··· Material provided

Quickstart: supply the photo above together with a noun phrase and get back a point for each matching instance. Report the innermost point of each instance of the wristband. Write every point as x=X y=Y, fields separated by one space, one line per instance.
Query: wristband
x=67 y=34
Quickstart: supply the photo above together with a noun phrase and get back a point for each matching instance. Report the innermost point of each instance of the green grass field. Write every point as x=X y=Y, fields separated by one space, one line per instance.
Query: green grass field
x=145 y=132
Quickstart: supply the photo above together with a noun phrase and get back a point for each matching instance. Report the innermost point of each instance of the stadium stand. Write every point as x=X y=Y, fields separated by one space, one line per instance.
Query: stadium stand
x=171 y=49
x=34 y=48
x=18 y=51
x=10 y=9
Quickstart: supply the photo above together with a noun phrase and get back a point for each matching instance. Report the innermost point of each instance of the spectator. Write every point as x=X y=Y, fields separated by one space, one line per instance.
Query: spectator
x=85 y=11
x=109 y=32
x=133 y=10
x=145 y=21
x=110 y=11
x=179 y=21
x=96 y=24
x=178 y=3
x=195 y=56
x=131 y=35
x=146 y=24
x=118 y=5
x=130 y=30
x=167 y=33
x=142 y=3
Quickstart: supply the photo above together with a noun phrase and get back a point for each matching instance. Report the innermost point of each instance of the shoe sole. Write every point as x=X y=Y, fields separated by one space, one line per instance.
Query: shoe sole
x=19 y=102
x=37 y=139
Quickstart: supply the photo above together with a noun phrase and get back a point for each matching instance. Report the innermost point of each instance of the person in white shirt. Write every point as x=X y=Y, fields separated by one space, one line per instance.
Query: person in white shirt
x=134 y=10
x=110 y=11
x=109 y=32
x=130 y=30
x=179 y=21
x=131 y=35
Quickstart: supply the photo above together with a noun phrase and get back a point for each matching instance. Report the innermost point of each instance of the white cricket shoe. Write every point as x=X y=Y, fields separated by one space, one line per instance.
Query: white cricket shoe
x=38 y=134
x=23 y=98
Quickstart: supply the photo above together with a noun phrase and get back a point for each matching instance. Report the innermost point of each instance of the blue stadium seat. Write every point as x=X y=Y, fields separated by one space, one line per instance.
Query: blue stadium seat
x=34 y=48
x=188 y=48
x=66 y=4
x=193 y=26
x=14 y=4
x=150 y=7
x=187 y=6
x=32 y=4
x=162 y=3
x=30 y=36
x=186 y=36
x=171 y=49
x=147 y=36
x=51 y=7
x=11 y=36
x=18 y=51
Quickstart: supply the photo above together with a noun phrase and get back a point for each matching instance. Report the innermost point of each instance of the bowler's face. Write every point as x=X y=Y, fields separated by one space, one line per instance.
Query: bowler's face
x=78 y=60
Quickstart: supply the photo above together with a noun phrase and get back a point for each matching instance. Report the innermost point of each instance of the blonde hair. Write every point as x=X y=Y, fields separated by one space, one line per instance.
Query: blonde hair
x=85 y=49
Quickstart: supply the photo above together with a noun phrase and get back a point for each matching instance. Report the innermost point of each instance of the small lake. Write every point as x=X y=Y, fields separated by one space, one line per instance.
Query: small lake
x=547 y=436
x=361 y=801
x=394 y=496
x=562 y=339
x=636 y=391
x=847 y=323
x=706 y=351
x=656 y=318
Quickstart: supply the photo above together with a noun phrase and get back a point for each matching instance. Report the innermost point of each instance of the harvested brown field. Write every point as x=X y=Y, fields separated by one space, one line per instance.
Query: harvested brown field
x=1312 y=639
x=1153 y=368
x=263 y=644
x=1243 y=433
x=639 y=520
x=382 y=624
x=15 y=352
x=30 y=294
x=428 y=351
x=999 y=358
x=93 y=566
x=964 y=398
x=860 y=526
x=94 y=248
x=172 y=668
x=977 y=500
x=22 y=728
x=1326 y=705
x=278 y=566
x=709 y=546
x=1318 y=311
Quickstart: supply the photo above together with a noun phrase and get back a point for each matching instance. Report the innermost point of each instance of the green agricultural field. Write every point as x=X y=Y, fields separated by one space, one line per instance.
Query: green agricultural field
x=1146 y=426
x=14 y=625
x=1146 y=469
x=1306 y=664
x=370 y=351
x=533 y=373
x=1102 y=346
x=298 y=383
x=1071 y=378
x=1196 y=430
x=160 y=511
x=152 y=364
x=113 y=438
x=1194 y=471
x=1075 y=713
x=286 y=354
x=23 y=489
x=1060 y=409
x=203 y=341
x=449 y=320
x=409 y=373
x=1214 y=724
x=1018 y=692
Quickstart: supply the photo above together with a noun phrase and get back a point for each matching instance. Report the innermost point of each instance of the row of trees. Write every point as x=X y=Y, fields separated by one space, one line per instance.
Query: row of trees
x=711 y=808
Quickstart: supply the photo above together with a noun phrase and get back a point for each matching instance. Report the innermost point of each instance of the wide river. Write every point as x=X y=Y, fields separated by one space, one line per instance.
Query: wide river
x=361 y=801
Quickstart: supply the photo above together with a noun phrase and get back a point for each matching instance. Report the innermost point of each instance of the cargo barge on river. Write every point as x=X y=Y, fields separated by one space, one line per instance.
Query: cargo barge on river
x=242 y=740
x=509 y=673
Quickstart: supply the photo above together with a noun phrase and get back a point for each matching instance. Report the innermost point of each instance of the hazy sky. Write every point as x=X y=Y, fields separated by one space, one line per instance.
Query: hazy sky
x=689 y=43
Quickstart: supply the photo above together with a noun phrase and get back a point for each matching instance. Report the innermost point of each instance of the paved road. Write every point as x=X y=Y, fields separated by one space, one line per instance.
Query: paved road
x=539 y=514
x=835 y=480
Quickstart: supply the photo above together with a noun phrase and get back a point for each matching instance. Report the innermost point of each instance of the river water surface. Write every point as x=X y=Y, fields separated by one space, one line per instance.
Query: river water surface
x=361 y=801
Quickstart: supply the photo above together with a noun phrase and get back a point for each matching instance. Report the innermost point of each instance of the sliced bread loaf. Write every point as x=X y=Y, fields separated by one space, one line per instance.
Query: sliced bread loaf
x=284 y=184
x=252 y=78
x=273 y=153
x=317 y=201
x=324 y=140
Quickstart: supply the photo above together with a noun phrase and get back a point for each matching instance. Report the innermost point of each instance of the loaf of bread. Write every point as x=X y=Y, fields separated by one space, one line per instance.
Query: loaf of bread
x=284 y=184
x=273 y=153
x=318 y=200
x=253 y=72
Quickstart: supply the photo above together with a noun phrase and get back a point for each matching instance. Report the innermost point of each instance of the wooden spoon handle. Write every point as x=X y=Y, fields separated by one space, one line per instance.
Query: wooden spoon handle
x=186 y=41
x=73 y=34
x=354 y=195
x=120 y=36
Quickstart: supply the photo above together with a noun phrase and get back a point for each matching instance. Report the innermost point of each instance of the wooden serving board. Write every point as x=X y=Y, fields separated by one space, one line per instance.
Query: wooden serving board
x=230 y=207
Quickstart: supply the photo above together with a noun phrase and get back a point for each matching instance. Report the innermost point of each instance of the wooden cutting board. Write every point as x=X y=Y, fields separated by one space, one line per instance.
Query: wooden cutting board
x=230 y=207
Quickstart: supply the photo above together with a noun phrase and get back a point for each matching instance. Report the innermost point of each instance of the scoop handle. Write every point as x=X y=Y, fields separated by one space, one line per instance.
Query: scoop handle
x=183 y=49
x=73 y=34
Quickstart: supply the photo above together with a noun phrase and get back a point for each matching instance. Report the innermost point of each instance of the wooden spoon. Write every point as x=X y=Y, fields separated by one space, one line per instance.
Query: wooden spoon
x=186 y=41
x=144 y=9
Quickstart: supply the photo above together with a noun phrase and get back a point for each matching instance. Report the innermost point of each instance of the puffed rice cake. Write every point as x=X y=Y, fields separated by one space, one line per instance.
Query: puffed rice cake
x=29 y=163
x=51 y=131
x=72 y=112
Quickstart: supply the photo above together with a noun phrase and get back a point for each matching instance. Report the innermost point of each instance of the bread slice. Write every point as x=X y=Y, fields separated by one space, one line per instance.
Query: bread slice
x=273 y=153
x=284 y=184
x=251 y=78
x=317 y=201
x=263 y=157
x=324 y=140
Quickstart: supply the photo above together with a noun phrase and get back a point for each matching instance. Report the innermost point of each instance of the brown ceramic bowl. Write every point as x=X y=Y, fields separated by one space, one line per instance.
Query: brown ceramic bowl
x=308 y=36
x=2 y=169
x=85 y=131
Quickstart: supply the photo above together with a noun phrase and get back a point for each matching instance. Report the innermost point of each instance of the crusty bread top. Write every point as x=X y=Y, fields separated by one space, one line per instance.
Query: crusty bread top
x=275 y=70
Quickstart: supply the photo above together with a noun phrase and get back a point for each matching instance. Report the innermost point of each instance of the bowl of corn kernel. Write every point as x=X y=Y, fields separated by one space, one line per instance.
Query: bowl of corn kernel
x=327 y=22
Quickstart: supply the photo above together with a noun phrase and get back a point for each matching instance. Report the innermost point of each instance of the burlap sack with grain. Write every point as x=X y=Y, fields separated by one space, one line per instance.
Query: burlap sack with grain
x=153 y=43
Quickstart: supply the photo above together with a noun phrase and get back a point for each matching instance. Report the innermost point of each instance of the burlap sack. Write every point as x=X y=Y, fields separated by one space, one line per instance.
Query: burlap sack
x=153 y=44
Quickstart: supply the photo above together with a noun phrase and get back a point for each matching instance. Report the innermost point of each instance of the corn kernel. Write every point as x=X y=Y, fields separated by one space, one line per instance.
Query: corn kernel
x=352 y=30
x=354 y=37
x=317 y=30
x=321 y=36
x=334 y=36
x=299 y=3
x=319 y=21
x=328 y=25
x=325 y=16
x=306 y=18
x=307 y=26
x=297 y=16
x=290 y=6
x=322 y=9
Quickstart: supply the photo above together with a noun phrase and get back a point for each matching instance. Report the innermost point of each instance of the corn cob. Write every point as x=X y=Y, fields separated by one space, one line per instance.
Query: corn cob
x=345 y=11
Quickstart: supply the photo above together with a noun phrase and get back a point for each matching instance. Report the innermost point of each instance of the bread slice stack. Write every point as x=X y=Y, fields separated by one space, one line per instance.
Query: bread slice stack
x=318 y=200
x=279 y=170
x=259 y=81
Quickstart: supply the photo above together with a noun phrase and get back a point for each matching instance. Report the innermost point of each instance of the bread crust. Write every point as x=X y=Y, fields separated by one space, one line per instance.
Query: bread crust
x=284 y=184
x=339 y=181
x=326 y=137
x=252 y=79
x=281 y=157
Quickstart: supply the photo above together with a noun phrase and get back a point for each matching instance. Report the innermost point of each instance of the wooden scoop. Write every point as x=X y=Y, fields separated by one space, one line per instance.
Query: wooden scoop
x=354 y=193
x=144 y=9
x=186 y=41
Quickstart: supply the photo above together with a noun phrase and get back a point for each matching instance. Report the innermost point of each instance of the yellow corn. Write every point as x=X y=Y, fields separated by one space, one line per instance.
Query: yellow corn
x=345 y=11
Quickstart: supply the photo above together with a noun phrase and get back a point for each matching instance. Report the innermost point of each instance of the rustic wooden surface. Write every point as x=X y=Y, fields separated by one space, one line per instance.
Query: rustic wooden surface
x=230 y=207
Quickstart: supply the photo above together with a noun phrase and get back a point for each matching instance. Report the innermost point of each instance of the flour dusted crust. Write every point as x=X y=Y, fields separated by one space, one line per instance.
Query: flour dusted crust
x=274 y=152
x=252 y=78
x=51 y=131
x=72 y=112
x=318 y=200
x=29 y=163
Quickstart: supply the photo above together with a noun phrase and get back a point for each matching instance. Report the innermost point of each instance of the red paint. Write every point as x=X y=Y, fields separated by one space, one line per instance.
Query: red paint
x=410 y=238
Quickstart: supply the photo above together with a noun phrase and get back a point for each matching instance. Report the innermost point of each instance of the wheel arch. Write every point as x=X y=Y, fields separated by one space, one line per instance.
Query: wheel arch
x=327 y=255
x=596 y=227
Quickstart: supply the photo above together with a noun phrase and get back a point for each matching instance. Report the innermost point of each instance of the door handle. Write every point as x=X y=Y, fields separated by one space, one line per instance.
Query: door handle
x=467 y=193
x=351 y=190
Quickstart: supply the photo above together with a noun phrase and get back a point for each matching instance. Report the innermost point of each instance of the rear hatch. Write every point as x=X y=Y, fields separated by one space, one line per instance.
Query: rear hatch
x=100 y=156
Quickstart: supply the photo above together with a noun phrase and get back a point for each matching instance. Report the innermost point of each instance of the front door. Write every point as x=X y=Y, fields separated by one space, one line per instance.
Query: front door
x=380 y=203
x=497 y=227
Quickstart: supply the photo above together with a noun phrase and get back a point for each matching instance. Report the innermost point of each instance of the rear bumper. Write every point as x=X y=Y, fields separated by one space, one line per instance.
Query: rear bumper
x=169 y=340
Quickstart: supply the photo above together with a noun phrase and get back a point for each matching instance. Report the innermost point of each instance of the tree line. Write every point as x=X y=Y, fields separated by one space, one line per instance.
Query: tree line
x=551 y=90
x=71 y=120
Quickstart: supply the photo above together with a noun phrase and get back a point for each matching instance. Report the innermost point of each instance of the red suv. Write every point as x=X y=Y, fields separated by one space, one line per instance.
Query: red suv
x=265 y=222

······

> Direction:
Print nothing but the lines from the line with "the rear bumper." to the last line of the records above. Both of those lines count.

> The output:
Quickstart: supply the photo above together with a noun phrase and get back a point for each matching instance. Report the innermost point of each instance of the rear bumper. Write every point as x=X y=Y, fields separated by one space, one line per instance.
Query: rear bumper
x=169 y=340
Quickstart: supply the photo above together with a noun phrase and get back a point for each matching instance. Report the innermost point of each instance of the tree line. Write every point as x=X y=Y, fields separated by one space, one line per instance.
Query: tree line
x=551 y=90
x=71 y=120
Quickstart: supply the photo above together with a noun phrase and get back a point for each matching instance. Report the innermost point of each instance of the red suv. Write every point as x=X y=Y, fields separated by one space, one line per instance.
Query: red suv
x=265 y=222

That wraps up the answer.